Text passage »
## BEGIN

# Greedy Policy

In this notebook, we demonstrate using a simple greedy policy for [Citi Bike](https://maro.readthedocs.io/en/latest/scenarios/citi_bike.html), a real-world bike repositioning scenario. Our greedy policy is simple: if the event type is supply, the policy will make the current station send as many bikes as possible to one of k stations with the most empty docks. If the event type is demand, the policy will make the current station request as many bikes as possible from one of k stations with the most bikes. We use a heap data structure to find the top k supply/demand candidates from the action scope associated with each decision event.

## END

Can you continue the greedy policy notebook for Citi Bike from where it stops?

Some records

## BEGIN

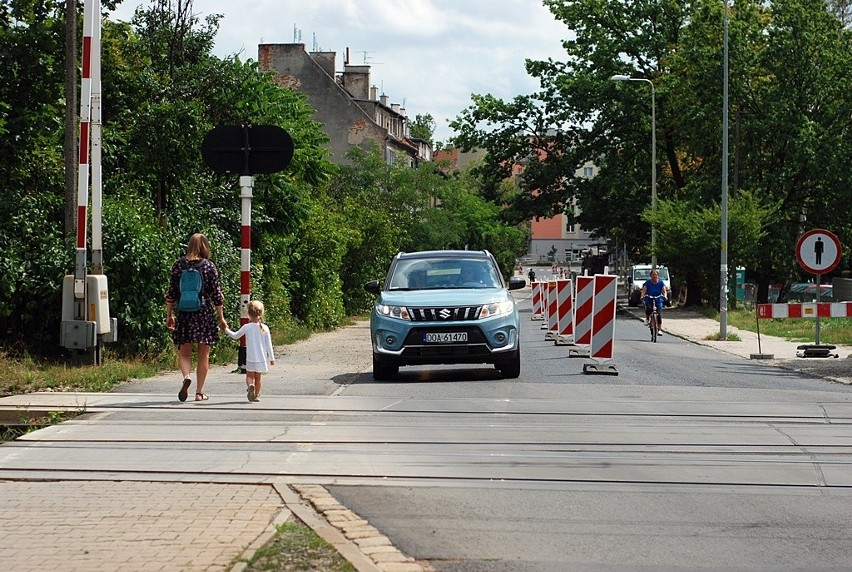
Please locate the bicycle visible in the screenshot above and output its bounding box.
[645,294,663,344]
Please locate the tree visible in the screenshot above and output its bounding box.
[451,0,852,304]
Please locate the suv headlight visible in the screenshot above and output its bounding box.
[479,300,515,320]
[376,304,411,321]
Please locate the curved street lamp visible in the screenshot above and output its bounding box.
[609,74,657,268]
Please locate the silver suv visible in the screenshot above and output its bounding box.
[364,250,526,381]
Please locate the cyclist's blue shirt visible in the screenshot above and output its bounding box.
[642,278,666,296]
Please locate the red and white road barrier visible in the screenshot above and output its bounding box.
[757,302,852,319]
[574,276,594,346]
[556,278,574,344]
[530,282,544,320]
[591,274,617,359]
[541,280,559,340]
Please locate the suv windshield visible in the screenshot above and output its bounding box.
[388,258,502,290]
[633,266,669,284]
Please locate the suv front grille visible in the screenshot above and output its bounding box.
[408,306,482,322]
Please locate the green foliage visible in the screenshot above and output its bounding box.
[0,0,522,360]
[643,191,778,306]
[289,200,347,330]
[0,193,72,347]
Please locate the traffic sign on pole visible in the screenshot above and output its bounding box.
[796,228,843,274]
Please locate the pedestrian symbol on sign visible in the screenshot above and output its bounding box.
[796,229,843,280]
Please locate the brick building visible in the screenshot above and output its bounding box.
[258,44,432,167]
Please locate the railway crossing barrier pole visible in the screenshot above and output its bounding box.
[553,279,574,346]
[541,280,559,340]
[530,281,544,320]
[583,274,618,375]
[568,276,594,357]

## END

Result of this exercise »
In [1]:
import heapq
import random

from maro.simulator import Env
from maro.simulator.scenarios.citi_bike.common import Action, DecisionEvent, DecisionType


class GreedyPolicy:
    def __init__(self, supply_top_k: int = 1, demand_top_k: int = 1):
        self._supply_top_k = supply_top_k
        self._demand_top_k = demand_top_k

    def choose_action(self, decision_event: DecisionEvent):
        if decision_event.type == DecisionType.Supply:
            # Find k target stations with the most empty slots, randomly choose one of them and send as many bikes to
            # it as allowed by the action scope.
            top_k_demands = []
            for demand_candidate, available_docks in decision_event.action_scope.items():
                if demand_candidate == decision_event.station_idx:
                    continue

                heapq.heappush(top_k_demands, (available_docks, demand_candidate))
                if len(top_k_demands) > self._demand_top_k:
                    heapq.heappop(top_k_demands)

            max_reposition, target_station_idx = random.choice(top_k_demands)
            action = Action(decision_event.station_idx, target_station_idx, max_reposition)
        else:
            # Find k source stations with the most bikes, randomly choose one of them and request as many bikes from
            # it as allowed by the action scope.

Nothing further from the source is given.